→ **Source extract**
Liz Tichenor 2016

A Quiet, Steady Presence

Prayer: it’s hard to name what happens, let alone explain why it works — at least if we’re avoiding simplistic, pat answers. It doesn’t easily jive with some of our 21st Century sensibilities, our commitment to rational, science-backed data, or even just our desire to understand how life unfold around us. And yet, prayer core to who we are, and how we live together as members of the Body of Christ.

This summer while I was on sabbatical, we spent several weeks in my hometown of Bloomington, Indiana. As a matter of providence and/or serendipity, some of our best friends from college have settled there as well. We came to visit them, play with our now two-year-old goddaughter, and meet her brand new sister. Given the newborn in the house, her father’s parents were visiting as well, folks we hadn’t seen since our friends’ wedding seven years earlier. We are not in touch with our friend’s parents, though we hear news of each other from time to time. It was on our last day together after two weeks of sharing life and meals together each day that his mother pulled me aside. She told me, with tears in her eyes, that she was glad to see how well our family was doing. She explained that she had been praying for us since our son died nearly five years ago, and that she was praying for us still.

→ **Recorded information**
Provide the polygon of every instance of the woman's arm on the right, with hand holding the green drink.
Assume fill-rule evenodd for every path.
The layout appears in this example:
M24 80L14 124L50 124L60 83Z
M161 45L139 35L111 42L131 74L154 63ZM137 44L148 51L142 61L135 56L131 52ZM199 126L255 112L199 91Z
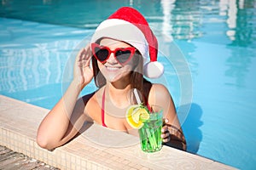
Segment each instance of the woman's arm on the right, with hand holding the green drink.
M149 105L160 105L163 108L165 120L161 135L163 143L179 150L186 150L183 130L177 118L172 96L167 88L161 84L153 84L148 96L148 103Z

→ **Description of the task**
Rewrite the reflection on prayer, everything from "Prayer: it’s hard" down to "Body of Christ.", putting "glib" in place of "simplistic".

→ **Task output**
Prayer: it’s hard to name what happens, let alone explain why it works — at least if we’re avoiding glib, pat answers. It doesn’t easily jive with some of our 21st Century sensibilities, our commitment to rational, science-backed data, or even just our desire to understand how life unfold around us. And yet, prayer core to who we are, and how we live together as members of the Body of Christ.